Required task » Copy the lines below without any change, from the line with "query (the noun phrase to segment): air tanker" to the line with "POLYGON ((160 58, 162", including both of those lines.

Labeled area outline entries

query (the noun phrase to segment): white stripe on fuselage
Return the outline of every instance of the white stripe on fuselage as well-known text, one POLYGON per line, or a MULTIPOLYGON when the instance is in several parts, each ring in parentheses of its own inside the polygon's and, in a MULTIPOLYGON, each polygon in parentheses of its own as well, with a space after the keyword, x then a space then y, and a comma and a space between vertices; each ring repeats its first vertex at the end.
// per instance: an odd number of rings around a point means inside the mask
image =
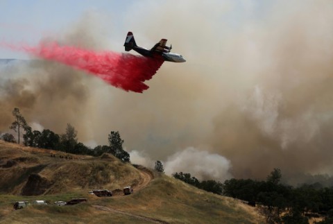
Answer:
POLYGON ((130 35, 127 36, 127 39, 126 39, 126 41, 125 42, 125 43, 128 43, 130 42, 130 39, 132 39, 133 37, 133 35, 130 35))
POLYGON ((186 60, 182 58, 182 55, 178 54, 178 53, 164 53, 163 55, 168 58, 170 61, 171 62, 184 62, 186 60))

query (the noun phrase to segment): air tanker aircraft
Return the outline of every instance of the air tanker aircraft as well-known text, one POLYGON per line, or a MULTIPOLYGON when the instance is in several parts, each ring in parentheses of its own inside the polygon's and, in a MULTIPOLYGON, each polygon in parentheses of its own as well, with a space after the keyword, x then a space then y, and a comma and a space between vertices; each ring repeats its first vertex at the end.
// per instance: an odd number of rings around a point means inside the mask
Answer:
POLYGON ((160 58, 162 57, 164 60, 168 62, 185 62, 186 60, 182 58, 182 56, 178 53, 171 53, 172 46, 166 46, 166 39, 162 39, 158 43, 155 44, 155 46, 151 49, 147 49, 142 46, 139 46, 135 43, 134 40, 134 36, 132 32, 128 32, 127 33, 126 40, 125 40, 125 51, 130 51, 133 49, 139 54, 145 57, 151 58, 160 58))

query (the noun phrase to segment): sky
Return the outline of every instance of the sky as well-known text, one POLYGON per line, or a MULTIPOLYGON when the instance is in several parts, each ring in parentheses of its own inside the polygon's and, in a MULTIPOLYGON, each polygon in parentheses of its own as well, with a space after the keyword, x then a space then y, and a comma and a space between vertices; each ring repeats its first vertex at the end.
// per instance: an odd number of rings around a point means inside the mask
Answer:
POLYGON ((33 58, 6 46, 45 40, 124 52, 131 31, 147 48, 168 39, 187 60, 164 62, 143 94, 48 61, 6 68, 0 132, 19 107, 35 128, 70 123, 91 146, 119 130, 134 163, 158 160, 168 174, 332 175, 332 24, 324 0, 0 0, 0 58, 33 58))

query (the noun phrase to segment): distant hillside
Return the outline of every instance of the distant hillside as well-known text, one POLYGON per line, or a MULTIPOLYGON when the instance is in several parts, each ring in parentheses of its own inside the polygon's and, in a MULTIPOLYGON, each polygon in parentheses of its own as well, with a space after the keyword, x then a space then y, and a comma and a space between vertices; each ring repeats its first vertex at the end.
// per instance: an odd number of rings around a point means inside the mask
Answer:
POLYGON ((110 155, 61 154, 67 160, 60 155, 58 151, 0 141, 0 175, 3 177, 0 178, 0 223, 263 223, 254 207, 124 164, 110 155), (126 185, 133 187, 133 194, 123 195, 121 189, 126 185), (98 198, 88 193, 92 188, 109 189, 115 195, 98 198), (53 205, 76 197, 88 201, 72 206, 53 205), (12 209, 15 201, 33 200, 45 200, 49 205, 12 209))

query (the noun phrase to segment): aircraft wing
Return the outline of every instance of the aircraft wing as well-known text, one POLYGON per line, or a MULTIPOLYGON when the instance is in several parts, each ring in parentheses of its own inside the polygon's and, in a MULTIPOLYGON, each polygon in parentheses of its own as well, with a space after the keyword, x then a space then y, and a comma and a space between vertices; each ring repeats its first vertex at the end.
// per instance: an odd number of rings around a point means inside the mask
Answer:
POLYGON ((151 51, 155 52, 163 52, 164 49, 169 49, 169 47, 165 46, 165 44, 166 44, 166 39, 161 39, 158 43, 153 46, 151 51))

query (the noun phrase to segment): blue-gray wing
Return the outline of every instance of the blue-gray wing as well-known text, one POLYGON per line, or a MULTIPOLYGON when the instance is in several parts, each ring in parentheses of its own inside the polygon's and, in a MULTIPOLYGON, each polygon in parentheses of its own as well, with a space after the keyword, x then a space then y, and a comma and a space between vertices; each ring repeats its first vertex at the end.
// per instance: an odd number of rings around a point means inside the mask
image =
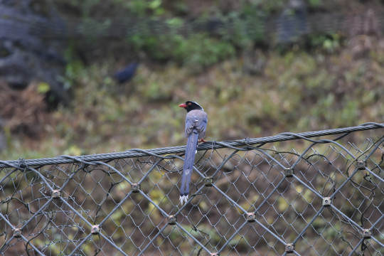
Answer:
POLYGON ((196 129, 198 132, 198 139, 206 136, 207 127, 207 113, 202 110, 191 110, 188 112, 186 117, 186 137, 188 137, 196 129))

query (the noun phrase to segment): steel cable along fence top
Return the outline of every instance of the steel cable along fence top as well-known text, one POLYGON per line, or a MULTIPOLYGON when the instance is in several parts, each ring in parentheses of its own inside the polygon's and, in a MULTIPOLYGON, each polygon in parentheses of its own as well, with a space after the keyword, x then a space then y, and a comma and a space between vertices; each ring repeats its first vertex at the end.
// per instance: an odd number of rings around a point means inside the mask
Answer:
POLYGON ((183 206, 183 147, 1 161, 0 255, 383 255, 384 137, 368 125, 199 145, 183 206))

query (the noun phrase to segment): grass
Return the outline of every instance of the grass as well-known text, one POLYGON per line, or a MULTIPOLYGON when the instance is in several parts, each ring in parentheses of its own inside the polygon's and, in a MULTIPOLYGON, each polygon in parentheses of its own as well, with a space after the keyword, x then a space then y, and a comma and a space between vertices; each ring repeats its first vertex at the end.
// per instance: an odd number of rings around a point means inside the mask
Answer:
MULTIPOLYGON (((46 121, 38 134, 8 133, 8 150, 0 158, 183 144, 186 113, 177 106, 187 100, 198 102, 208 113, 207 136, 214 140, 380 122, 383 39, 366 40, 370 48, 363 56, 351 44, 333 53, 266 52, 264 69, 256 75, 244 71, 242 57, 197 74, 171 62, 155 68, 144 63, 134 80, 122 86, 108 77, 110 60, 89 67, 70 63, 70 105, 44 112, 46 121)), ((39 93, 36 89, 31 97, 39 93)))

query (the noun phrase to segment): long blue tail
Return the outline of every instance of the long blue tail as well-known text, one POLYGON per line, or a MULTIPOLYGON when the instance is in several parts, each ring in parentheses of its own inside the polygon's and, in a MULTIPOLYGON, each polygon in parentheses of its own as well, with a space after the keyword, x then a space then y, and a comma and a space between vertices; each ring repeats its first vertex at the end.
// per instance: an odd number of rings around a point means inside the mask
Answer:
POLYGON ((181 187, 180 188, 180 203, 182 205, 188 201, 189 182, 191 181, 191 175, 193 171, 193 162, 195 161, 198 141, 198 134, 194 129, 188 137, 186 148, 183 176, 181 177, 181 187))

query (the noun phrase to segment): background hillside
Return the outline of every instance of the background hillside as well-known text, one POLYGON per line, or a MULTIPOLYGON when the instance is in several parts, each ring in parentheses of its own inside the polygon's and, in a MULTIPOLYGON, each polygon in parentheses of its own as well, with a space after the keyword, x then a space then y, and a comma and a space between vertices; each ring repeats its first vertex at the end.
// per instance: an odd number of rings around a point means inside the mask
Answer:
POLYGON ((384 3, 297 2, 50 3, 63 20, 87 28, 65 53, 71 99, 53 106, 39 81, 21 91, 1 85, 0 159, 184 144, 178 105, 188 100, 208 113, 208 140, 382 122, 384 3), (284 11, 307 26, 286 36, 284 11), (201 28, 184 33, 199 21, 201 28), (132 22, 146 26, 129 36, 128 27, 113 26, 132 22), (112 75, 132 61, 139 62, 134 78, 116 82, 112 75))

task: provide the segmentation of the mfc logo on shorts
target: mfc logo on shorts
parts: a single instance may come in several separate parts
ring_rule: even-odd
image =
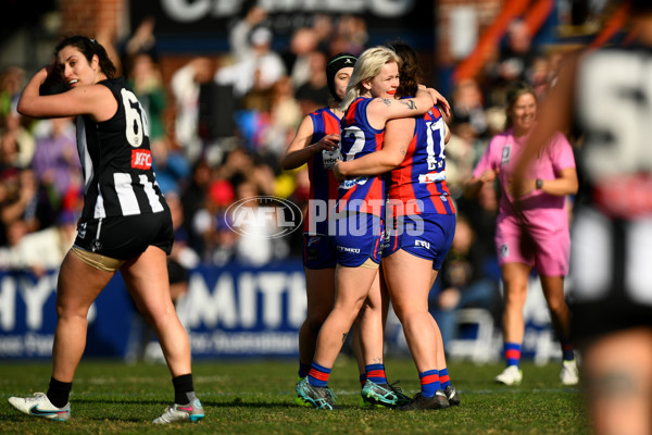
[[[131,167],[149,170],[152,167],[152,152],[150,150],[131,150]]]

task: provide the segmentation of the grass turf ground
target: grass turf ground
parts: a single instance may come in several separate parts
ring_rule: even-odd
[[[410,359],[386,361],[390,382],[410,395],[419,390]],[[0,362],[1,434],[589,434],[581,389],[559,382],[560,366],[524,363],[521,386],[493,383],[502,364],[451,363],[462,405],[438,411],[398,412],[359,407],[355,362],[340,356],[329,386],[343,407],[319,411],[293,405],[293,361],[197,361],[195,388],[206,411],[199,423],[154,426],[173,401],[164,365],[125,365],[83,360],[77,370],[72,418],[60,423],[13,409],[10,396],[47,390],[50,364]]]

Task result »
query (the noun phrase to segment): air tanker aircraft
Return the outline of every instance of the air tanker aircraft as well-known text, one POLYGON per line, or a MULTIPOLYGON when the instance is in several parts, each ring in parentheses of its own inside the polygon's and, in a MULTIPOLYGON, each polygon in parentheses of its own as well, with a space after the keyword, x then a space then y, and a comma and a space between vertices; each ring repeats its first vertex at the end.
// per instance: an odd number of rings around a point means inside the mask
Answer:
POLYGON ((160 58, 162 57, 164 60, 168 62, 185 62, 186 60, 182 58, 182 56, 178 53, 171 53, 172 46, 166 46, 166 39, 162 39, 158 43, 155 44, 155 46, 151 49, 147 49, 142 46, 139 46, 135 43, 134 40, 134 36, 132 32, 128 32, 127 33, 126 40, 125 40, 125 51, 130 51, 133 49, 139 54, 145 57, 151 58, 160 58))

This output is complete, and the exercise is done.